» Task to complete
Quote every one of the following items verbatim, reproducing each line without any alteration.

» Source records
+===+

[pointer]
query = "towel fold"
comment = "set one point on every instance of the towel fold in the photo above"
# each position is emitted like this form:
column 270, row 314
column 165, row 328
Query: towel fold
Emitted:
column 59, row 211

+===+

» Solution to the problem
[pointer]
query = "towel fold"
comment = "set one point on every instance of the towel fold in the photo above"
# each position is emitted like this form:
column 270, row 314
column 165, row 328
Query: towel fold
Emitted:
column 59, row 211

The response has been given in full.